* SHORT PROBLEM 1 *
Duplicate the stretch of the Vijaya Raje Scindia biography below from "Vijaya Raje Scindia (12" through "Bharatiya Janata Party.".

>> start PASSAGE SHOWN

Vijaya Raje Scindia (12 October 1919 – 25 January 2001), born Lekha Divyeshwari Devi in Nepal and known popularly as the Rajmata of Gwalior in India, was a prominent Indian political personality. In the days of the British Raj, as consort of the last ruling Maharaja of Gwalior, Jivajirao Scindia, she ranked among the highest royal figures of the land. In later life, she became a politician of considerable influence and was elected repeatedly to both houses of the Indian parliament. She was a member of the Bharatiya Janata Party.

Early years
Vijaya Raje Scindia was born in 1919 at Simraugadh in present-day Madhesh Pradesh, the eldest child of Thakur Mahendra Singh of Nepal, a government officer, by his second wife, Chuda Devashwari Devi. She was named Lekha Divyeshwari Devi at birth. Her father was a deputy collector in the provincial administration. Her mother was the daughter of former Commander-in-chief of the Nepalese Army Commanding-General Raja Khadga Shamsher Jang Bahadur Rana, the nephew of founder of Rana dynasty of Nepal, Jang Bahadur Kunwar Rana. She died at Vijaya Raje's birth. Her brother is Dhyanendra Singh, husband of Maya Singh.

>> end PASSAGE SHOWN

* SHORT PROBLEM 2 *
Show each line of the listing below that contains the word "dark". Case counts.

>> start DATA RECORDS

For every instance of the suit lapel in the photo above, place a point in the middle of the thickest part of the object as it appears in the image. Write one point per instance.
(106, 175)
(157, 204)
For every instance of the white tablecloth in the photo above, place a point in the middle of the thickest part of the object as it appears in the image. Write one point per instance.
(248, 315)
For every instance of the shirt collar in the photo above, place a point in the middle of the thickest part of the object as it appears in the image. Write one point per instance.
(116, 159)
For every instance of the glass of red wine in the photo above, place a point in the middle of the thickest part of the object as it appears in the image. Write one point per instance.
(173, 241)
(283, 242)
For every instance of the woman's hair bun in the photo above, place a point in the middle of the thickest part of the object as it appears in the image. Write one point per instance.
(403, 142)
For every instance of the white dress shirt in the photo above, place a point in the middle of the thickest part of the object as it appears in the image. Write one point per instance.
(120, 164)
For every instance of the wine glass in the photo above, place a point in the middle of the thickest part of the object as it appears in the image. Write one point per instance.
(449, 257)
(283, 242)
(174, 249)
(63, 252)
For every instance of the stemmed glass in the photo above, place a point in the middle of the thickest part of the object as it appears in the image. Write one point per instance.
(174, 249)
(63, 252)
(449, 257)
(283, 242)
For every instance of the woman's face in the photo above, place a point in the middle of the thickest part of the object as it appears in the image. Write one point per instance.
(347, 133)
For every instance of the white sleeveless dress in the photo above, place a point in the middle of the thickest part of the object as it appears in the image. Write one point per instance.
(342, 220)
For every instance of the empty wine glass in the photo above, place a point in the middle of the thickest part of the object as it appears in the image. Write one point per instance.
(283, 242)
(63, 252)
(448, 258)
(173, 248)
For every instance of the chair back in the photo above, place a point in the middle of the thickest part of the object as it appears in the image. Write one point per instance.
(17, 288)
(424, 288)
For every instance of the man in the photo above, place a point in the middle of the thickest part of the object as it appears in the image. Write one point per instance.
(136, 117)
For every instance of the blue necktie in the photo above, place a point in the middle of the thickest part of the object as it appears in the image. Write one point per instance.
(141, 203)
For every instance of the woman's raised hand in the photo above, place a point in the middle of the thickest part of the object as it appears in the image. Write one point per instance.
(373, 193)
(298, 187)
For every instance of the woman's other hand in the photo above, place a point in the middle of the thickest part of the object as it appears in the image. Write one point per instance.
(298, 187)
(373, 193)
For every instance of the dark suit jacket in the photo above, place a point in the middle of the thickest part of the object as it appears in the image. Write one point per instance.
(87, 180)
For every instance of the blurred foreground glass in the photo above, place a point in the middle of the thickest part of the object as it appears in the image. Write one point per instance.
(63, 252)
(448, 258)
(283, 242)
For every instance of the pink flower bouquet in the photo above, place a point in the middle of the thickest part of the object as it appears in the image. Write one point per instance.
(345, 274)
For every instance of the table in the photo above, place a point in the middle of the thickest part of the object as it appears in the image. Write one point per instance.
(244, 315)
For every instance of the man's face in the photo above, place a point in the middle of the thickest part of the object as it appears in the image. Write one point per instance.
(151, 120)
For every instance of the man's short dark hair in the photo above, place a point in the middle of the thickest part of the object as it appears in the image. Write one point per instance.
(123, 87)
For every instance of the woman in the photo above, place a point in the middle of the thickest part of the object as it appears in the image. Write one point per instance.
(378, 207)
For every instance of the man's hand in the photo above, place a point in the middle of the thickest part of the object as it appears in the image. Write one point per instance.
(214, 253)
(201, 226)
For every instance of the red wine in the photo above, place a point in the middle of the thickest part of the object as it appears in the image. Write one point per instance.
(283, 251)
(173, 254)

>> end DATA RECORDS

* TASK RESULT 1 *
Vijaya Raje Scindia (12 October 1919 – 25 January 2001), born Lekha Divyeshwari Devi in Nepal and known popularly as the Rajmata of Gwalior in India, was a prominent Indian political personality. In the days of the British Raj, as consort of the last ruling Maharaja of Gwalior, Jivajirao Scindia, she ranked among the highest royal figures of the land. In later life, she became a politician of considerable influence and was elected repeatedly to both houses of the Indian parliament. She was a member of the Bharatiya Janata Party.

* TASK RESULT 2 *
For every instance of the dark suit jacket in the photo above, place a point in the middle of the thickest part of the object as it appears in the image. Write one point per instance.
For every instance of the man's short dark hair in the photo above, place a point in the middle of the thickest part of the object as it appears in the image. Write one point per instance.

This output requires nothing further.